## What is expected
From the passage below on mine-water heating, print word for word the stretch that begins with "Though ahead of" and ends after "of the year.".

## Supplied text
--- START ---

Though ahead of the game in Europe, Heerlen wasn’t the first to leverage this sort of technology. In 1989, a packaging firm in Springhill, Nova Scotia, began attempts to draw heat from a network of nearby coal mines that had lain dormant for decades. The company, now owned by Mauser Packaging Solutions, has been refining the process ever since, and now boasts a circular climate control system that is 100% renewable 12 months of the year.
“In the wintertime, we take the hot water and use it as a heating source, and in the summertime, we have them all in air-conditioning mode,” says plant manager David MacDonald, who was there when the first borehole went down more than 30 years ago.
Proud of their town’s pioneering approach to mine water heating, dozens of small Springhill businesses have since hooked up their own geothermal power supplies, with local officials eager to entice new investment with the promise of plentiful green energy.

--- END ---

## Record extracts
--- START ---

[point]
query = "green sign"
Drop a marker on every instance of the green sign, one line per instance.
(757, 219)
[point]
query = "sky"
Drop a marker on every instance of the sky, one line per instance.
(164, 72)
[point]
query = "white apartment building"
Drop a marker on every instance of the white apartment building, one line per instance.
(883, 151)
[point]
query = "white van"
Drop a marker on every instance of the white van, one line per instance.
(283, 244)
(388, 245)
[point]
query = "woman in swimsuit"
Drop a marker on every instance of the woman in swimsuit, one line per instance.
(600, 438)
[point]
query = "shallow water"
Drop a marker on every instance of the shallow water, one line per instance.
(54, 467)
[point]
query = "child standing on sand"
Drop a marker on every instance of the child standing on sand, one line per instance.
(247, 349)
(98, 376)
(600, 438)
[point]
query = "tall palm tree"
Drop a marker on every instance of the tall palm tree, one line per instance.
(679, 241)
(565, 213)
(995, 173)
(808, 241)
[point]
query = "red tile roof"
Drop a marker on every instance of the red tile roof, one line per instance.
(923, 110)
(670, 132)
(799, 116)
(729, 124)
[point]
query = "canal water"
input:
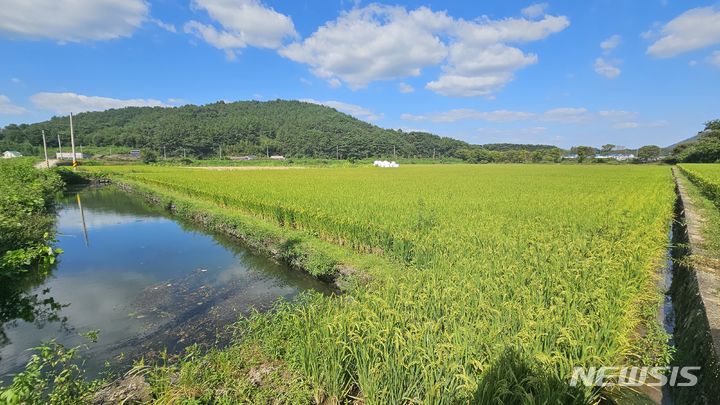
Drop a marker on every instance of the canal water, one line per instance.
(145, 280)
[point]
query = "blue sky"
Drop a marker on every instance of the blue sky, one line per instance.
(558, 72)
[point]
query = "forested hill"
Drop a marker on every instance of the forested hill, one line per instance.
(291, 128)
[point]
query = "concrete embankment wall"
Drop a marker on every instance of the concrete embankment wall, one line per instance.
(695, 291)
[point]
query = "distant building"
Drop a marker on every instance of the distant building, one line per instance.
(68, 155)
(9, 154)
(617, 156)
(385, 163)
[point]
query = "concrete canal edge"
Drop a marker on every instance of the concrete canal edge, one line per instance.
(696, 300)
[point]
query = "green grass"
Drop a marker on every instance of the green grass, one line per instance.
(503, 278)
(708, 211)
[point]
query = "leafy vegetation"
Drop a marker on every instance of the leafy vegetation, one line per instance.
(704, 149)
(706, 177)
(26, 218)
(54, 375)
(291, 128)
(500, 281)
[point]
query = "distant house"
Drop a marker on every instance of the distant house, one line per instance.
(621, 157)
(68, 155)
(9, 154)
(385, 163)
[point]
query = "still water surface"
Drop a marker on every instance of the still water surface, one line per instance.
(145, 280)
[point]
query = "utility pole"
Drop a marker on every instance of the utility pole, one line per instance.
(72, 142)
(47, 162)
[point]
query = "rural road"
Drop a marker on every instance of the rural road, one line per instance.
(42, 165)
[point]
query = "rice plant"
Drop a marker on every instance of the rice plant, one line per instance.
(507, 276)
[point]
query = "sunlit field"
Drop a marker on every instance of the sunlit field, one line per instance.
(500, 273)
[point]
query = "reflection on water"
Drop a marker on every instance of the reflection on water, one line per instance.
(144, 280)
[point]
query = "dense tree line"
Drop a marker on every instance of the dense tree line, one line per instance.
(290, 128)
(706, 149)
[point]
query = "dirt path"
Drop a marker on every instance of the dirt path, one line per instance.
(706, 266)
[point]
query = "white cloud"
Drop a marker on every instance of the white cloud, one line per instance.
(405, 88)
(611, 43)
(714, 59)
(606, 68)
(71, 20)
(470, 114)
(635, 124)
(694, 29)
(387, 42)
(372, 43)
(8, 108)
(479, 71)
(534, 10)
(568, 115)
(351, 109)
(618, 114)
(166, 26)
(63, 103)
(243, 23)
(563, 115)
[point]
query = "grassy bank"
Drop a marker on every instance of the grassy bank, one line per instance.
(26, 217)
(501, 281)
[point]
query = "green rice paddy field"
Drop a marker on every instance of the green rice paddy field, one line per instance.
(499, 278)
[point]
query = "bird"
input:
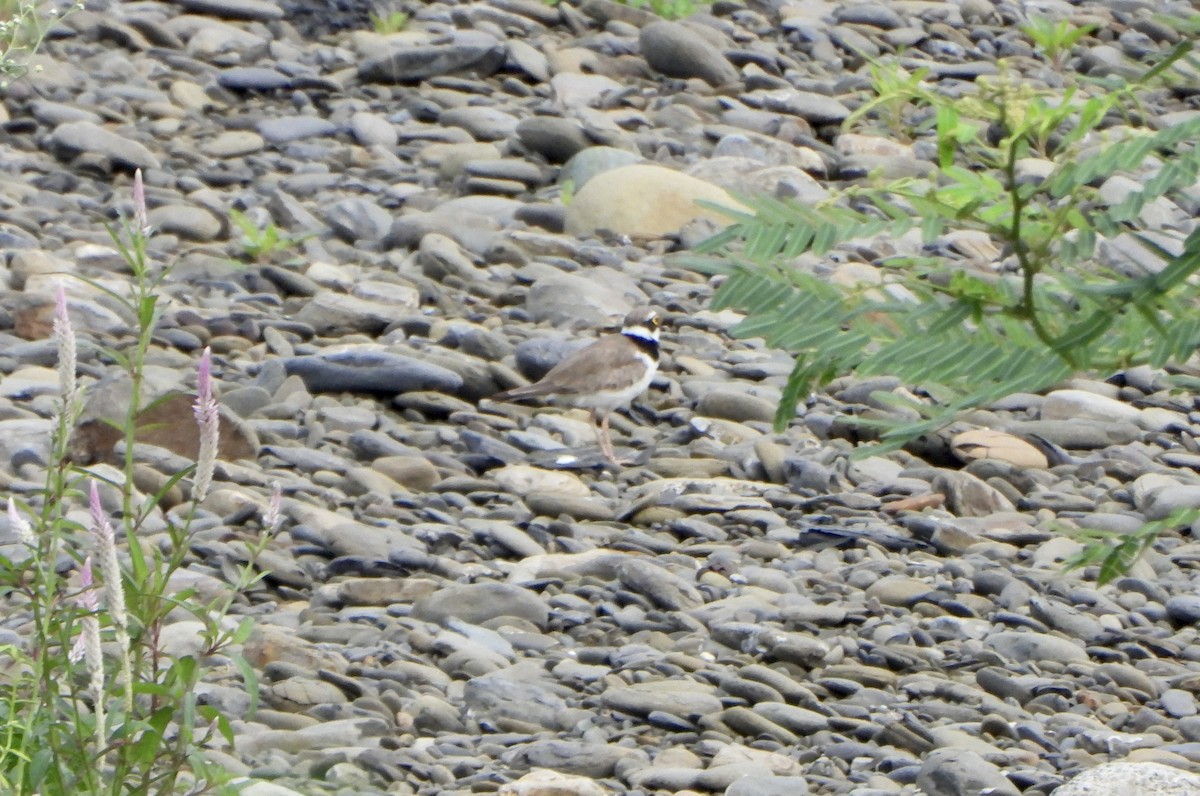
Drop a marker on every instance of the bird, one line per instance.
(605, 375)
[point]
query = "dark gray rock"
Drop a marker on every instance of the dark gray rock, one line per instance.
(471, 52)
(478, 603)
(954, 772)
(370, 371)
(677, 51)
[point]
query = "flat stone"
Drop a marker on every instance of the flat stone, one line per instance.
(75, 137)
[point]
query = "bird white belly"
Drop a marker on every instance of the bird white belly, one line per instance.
(609, 400)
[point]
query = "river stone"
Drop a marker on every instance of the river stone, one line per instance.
(643, 201)
(469, 52)
(75, 137)
(478, 603)
(551, 783)
(953, 772)
(1127, 778)
(677, 51)
(371, 371)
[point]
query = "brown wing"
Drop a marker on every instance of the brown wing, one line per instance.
(604, 365)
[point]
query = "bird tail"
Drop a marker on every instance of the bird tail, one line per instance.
(519, 393)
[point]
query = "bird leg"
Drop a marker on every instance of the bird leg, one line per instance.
(601, 423)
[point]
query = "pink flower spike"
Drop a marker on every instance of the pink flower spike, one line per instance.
(88, 598)
(64, 335)
(141, 217)
(21, 526)
(109, 564)
(100, 525)
(273, 516)
(208, 418)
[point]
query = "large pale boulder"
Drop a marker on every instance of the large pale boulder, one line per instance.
(643, 201)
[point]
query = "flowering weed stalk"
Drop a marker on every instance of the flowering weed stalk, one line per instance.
(91, 702)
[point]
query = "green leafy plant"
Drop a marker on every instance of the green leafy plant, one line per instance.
(665, 9)
(91, 702)
(1055, 39)
(965, 333)
(24, 25)
(1116, 552)
(385, 22)
(264, 243)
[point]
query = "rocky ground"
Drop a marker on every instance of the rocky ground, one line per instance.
(461, 597)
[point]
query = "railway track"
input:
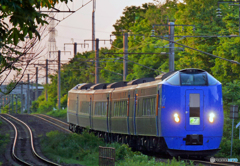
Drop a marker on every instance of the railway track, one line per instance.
(23, 150)
(63, 125)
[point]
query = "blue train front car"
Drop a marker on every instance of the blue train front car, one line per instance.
(192, 113)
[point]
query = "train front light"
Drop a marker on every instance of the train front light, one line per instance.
(176, 118)
(211, 117)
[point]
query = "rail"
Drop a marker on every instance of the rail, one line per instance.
(32, 143)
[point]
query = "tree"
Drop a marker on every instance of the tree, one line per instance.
(20, 30)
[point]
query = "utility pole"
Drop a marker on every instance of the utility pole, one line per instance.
(97, 62)
(28, 94)
(75, 47)
(36, 94)
(171, 46)
(93, 25)
(59, 79)
(4, 100)
(125, 56)
(22, 97)
(16, 104)
(46, 95)
(9, 100)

--- END ---

## Your solution
Though ahead of the game in Europe, Heerlen wasn’t the first to leverage this sort of technology. In 1989, a packaging firm in Springhill, Nova Scotia, began attempts to draw heat from a network of nearby coal mines that had lain dormant for decades. The company, now owned by Mauser Packaging Solutions, has been refining the process ever since, and now boasts a circular climate control system that is 100% renewable 12 months of the year.